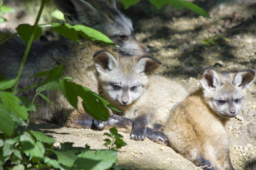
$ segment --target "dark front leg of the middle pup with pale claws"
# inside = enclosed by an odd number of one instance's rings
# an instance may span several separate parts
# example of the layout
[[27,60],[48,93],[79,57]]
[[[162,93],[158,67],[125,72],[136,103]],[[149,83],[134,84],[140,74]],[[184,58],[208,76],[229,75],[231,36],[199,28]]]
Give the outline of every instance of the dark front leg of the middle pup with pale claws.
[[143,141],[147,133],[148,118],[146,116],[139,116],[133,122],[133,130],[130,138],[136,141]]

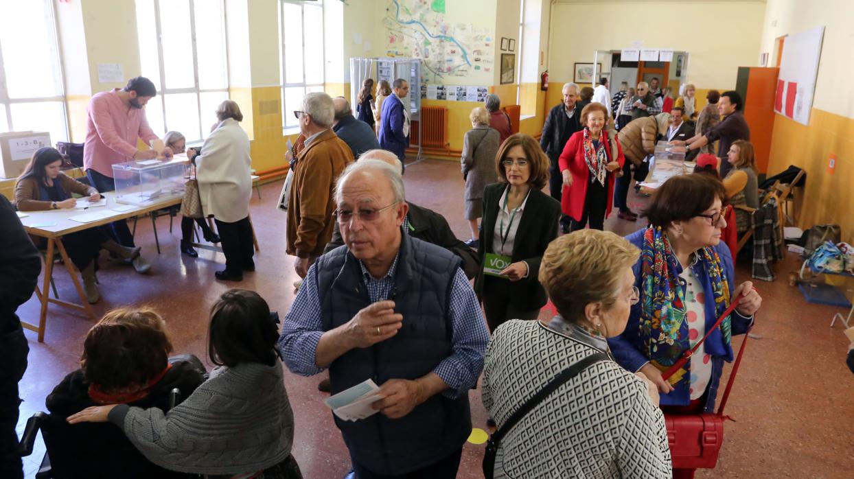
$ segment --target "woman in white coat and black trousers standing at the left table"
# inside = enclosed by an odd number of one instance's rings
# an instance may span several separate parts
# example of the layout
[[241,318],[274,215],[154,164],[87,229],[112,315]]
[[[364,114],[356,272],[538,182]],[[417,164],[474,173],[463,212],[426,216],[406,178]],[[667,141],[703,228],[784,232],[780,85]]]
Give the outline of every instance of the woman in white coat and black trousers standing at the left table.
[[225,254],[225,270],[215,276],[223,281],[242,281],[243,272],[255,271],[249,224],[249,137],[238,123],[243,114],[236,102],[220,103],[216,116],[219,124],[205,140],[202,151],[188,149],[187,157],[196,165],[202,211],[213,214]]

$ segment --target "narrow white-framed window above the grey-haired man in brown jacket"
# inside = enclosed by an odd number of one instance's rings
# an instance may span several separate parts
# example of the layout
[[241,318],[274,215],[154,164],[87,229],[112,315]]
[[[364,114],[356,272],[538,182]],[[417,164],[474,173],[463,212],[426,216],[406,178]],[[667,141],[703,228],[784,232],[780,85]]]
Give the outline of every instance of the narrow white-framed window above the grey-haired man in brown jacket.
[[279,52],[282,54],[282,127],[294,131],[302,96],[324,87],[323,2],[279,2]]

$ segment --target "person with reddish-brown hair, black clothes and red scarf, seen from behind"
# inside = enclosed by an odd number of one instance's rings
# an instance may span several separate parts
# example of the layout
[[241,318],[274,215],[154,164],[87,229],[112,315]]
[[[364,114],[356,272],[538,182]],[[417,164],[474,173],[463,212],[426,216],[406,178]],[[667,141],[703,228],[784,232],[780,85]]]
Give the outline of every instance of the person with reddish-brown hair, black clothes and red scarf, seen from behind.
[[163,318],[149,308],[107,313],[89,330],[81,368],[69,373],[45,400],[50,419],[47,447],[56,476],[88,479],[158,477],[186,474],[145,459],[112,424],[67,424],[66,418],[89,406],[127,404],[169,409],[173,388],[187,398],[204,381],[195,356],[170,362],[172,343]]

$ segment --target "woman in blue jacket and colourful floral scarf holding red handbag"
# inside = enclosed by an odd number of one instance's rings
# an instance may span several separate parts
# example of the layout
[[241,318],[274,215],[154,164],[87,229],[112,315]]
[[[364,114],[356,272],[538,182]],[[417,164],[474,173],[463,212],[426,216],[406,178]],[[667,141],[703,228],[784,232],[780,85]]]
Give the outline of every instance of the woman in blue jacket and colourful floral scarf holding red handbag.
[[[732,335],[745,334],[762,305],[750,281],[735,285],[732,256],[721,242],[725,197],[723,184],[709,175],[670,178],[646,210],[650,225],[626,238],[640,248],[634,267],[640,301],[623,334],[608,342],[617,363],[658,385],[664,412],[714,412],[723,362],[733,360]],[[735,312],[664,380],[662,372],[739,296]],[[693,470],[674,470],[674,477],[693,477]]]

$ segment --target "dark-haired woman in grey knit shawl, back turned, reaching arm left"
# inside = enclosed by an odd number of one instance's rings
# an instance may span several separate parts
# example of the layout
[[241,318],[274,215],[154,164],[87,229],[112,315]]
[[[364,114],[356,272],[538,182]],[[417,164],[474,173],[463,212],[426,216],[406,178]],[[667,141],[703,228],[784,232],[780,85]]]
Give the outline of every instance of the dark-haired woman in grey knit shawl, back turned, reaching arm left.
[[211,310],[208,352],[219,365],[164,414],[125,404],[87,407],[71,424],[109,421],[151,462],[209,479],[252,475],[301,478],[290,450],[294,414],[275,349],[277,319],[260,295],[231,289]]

...

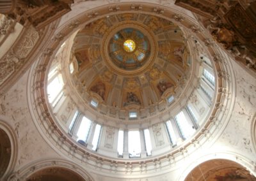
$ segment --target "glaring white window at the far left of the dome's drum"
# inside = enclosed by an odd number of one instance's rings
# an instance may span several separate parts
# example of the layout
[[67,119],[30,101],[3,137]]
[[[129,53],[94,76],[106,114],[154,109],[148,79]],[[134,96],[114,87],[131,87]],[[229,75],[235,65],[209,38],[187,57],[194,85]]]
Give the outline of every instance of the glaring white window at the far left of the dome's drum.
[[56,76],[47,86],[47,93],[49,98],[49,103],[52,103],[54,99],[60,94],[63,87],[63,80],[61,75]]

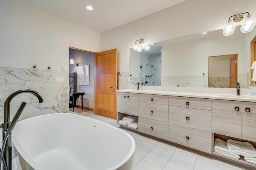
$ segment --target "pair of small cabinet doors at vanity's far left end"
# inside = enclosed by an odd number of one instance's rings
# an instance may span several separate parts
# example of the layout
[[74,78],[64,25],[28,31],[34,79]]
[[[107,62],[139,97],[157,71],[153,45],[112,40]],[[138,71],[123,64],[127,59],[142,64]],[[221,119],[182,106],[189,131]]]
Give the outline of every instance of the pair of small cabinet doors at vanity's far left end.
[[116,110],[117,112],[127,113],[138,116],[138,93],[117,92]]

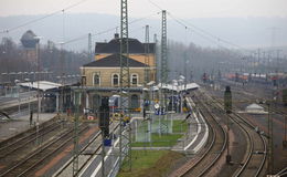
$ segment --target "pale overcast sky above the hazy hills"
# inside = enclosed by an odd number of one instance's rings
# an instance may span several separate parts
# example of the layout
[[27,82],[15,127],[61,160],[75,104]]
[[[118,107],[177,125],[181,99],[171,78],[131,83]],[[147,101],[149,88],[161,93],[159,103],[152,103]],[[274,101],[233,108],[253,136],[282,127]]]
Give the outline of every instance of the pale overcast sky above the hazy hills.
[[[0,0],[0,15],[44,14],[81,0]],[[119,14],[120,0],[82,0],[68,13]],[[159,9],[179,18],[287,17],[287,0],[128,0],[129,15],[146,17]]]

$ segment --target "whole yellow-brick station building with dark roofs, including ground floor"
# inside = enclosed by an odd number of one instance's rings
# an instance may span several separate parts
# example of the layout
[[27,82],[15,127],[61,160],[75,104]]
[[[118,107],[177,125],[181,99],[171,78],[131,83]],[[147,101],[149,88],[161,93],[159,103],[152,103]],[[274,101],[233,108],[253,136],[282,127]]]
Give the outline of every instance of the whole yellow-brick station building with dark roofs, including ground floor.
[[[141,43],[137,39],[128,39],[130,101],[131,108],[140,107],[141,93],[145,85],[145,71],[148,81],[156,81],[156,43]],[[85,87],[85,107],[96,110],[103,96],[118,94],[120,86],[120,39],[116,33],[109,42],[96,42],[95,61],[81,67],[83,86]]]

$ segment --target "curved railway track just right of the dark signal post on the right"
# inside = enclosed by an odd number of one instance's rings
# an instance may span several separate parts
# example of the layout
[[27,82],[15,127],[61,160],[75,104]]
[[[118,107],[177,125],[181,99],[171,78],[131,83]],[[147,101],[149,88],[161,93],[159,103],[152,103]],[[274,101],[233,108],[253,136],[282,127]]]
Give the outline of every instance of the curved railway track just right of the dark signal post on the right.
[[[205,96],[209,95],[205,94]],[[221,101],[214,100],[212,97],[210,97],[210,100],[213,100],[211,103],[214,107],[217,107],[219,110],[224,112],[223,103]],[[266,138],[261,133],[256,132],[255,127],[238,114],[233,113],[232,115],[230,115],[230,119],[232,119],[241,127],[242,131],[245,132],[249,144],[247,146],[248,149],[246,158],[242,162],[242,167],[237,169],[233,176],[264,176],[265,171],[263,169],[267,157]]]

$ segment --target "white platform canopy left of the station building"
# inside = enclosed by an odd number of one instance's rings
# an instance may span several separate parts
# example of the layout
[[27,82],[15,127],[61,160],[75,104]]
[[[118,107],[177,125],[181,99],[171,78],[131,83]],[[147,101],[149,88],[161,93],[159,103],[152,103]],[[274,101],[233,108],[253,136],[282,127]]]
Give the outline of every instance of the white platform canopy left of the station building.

---

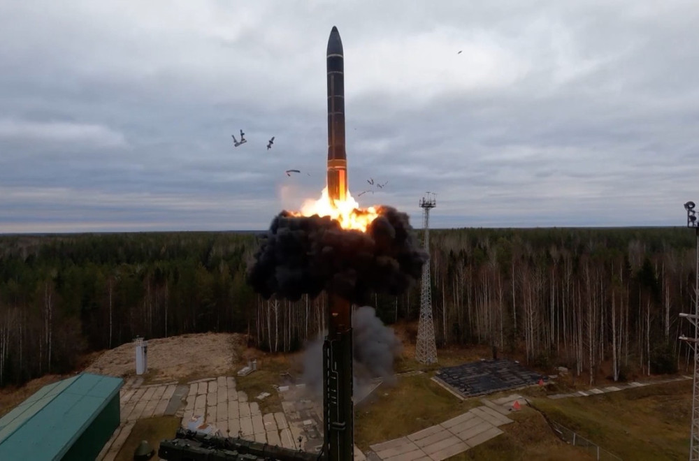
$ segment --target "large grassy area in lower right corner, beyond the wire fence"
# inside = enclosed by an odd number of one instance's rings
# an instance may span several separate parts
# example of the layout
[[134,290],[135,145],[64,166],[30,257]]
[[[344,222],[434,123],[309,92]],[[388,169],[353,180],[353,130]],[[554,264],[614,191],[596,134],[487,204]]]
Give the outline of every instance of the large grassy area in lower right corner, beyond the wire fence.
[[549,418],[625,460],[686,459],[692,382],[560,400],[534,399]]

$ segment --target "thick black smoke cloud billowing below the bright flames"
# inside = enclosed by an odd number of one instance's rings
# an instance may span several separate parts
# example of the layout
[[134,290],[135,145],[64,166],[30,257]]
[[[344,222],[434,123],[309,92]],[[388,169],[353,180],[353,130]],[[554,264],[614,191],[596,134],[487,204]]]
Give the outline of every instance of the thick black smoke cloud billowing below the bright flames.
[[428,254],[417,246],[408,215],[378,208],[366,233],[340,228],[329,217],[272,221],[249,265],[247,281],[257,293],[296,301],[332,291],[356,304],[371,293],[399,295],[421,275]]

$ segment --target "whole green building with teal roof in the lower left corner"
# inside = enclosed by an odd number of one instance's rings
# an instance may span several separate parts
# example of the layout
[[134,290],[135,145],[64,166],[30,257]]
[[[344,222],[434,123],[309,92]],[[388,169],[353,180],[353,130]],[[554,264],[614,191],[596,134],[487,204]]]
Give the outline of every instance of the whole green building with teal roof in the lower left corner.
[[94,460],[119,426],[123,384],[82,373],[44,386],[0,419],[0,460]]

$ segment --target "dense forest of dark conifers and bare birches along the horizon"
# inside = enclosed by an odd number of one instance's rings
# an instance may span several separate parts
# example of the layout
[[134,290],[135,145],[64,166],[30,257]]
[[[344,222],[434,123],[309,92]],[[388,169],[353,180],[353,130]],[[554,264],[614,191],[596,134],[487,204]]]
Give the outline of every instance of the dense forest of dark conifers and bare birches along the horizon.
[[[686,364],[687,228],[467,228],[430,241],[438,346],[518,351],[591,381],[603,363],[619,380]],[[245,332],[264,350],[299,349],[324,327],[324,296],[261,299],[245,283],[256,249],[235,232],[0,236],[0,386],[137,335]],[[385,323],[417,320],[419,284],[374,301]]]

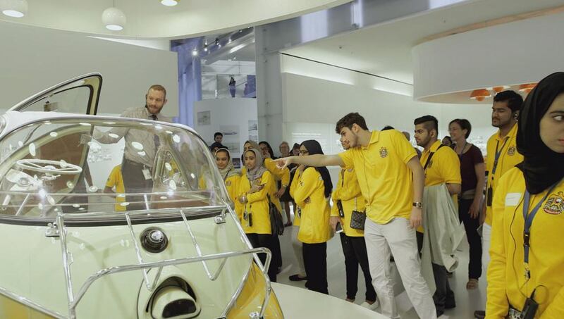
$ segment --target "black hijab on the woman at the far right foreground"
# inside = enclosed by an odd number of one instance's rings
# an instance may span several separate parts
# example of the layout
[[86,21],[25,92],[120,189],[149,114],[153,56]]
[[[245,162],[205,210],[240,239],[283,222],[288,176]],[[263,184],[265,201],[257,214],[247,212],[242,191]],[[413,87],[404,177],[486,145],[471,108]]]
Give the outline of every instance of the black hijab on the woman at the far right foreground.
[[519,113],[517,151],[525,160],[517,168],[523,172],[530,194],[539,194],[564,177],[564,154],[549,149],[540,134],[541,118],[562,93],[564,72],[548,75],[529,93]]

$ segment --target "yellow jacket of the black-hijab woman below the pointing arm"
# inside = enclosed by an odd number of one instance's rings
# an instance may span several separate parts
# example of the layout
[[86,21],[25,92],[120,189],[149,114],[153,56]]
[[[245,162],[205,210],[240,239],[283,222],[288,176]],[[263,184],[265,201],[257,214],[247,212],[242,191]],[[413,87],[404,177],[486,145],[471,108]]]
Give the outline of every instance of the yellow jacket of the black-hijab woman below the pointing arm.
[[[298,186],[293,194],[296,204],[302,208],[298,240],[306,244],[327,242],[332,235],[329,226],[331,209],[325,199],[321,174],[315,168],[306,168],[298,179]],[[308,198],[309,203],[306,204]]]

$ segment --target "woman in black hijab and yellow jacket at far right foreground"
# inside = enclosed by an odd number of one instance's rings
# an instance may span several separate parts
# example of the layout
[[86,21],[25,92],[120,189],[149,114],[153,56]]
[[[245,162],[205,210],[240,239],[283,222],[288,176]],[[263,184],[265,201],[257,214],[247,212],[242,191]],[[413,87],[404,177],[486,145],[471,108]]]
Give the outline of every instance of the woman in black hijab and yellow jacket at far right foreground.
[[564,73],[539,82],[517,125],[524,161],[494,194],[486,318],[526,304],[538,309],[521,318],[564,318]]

• Directions
From the material, report only how many lines include the word "canopy".

• Your solution
2